§ Request A
In the article on Sri Lanka's Attorney General, why does the author call the rider "as a matter of historical fact" important? Answer in one to three sentences.

§ Given passage
"""

(April 10, Colombo, Sri Lanka Guardian) Very few thinking people in Sri Lanka will assert in all good conscience that the office of the Attorney General has been free from political controversy as a matter of historical fact. That last rider is important lest it should be thought by a misguided few that all the evil began (and therefore would end, logically speaking) with the current administration.
Public perception of the office of the Attorney General at its lowest ebb
The reality is, of course, far more complex than simplistically attributing the present decline of the country’s premier state law office to a greedy grasp for power and more power on the part of present-day politicians. True, it was the actions of the present that resulted in the office of the Attorney General being moved out from the Ministry of Justice to the direct control of the Presidential Secretariat. In the period since then, we have seen increasing reports of unseemly attempts to withdraw charges by the Attorney General in criminal cases involving prominent politicians and other public figures. In some cases, the Court has refused to accept a mere application by the Attorney General for withdrawal and correctly put the matter in issue by insisting that grounds should be furnished as to why charges are being withdrawn after a trial has commenced, the adequacy of which will be tested by the Court.
Generally therefore, the public perception of the unbiased functioning of the office of the Ćttorney General is at its lowest ebb today. But this negative transformation of a once highly esteemed office did not happen in a blink of an eyelid. What is occurring now is merely an unpleasant culmination of all that had gone on before and deserves greater and more serious thought. The politicization of the office of the Attorney General hastened with unbecoming speed particularly from the time of the United National Party administration in the eighties.
The past that some of us may have forgotten
One stark example was the enforced disappearance and brutal slaying of media personality Richard de Zoysa. His mother attested to the identification of one of the abductors as a Senior Superintendent of Police who was thereafter ordered to be arrested by the magistrate. But the police with the compliance of the then officers of the Attorney General did not carry out the arrest. Later, the Attorney General declined to proceed with the case on the spurious basis that evidence was lacking.
This refusal was castigated by the Liberal Party at that time, among others, which accused the government of a cover-up. Meanwhile, the alleged abductor was ironically himself killed years down the line in a bomb blast targeting a senior politician. Another oft quoted example is the inability to prosecute those responsible for the massacre of prisoners during the Welikada Prisons riots during this same administration.
Limited justice in certain cases
In more recent times during the Kumaratunge administration, state law officers were implicated in cover-ups of the investigations into civilian massacres in connection with the then ongoing war in the North and East. There were some rare exceptions, as for example the oft quoted Krishanthi Kumaraswamy case in which a persevering prosecutorial team was able to present their case well before empathetic judges in the gruesome rape and killing of a schoolgirl along with her mother, brother and a neighbour by soldiers attached to the Chemmani checkpoint. Another good instance was the abduction and killing of schoolchildren in the deep South in Embilipitiya during the second Southern insurrection. In both these cases, only junior soldiers were successfully prosecuted. Even in scattered prosecutions of other cases that followed thereafter, no high profile perpetrator was convicted.

"""

§ Task input
"""

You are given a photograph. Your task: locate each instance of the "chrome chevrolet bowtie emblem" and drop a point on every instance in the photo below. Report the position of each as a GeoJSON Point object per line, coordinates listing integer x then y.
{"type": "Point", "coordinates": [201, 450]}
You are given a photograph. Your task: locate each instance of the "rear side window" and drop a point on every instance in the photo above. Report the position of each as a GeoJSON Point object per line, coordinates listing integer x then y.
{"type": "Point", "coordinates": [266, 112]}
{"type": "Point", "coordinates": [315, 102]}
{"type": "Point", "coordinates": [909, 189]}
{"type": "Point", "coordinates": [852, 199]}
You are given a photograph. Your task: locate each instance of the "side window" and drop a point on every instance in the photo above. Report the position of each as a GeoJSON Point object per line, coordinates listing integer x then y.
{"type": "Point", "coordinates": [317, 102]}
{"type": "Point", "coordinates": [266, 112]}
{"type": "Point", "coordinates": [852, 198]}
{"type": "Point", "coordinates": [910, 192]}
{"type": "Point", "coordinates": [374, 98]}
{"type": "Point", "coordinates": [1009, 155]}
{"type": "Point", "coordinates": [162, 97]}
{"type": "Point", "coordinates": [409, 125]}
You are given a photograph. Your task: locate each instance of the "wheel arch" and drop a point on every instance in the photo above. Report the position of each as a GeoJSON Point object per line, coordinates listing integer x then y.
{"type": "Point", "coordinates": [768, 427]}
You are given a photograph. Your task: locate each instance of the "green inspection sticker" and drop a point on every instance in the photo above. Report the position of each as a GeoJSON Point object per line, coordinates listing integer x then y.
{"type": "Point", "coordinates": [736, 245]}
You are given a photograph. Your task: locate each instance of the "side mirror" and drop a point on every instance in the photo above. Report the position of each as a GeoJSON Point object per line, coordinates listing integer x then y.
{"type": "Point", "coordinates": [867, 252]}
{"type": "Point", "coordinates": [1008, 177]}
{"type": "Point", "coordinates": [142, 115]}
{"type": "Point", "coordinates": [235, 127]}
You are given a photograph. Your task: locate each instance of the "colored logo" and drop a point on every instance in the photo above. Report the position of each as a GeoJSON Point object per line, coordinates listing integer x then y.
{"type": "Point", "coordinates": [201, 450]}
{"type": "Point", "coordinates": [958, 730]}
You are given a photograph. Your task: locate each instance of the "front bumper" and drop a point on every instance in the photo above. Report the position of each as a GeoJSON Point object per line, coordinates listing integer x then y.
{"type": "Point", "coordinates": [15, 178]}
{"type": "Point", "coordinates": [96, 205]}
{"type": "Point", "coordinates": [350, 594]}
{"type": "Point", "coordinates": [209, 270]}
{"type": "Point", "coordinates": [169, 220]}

"""

§ Request B
Select each line of the records that contains the string "side". Case counts.

§ Expected answer A
The author calls the rider important so that a misguided few do not think all the evil began with the current administration. If it had, it would logically end with that administration too.

§ Expected answer B
You are given a photograph. Your task: locate each instance of the "rear side window" and drop a point on every instance in the photo above. Report the position of each as a GeoJSON Point object per line, coordinates listing integer x then y.
You are given a photograph. Your task: locate each instance of the "side window" and drop a point on every instance in the photo above. Report the position of each as a GeoJSON Point object per line, coordinates listing integer x then y.
You are given a photograph. Your task: locate each instance of the "side mirror" and drop a point on every instance in the photo above. Report the position of each as a GeoJSON Point object per line, coordinates listing integer x then y.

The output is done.